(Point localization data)
===============

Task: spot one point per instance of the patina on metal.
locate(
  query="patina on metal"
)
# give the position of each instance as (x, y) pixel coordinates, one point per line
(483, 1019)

===============

**YOUR INSTRUCTIONS:**
Copy the lines above that hold the word "patina".

**RESULT FOR THIS EXERCISE:**
Task: spot one point per instance of the patina on metal.
  query="patina on metal"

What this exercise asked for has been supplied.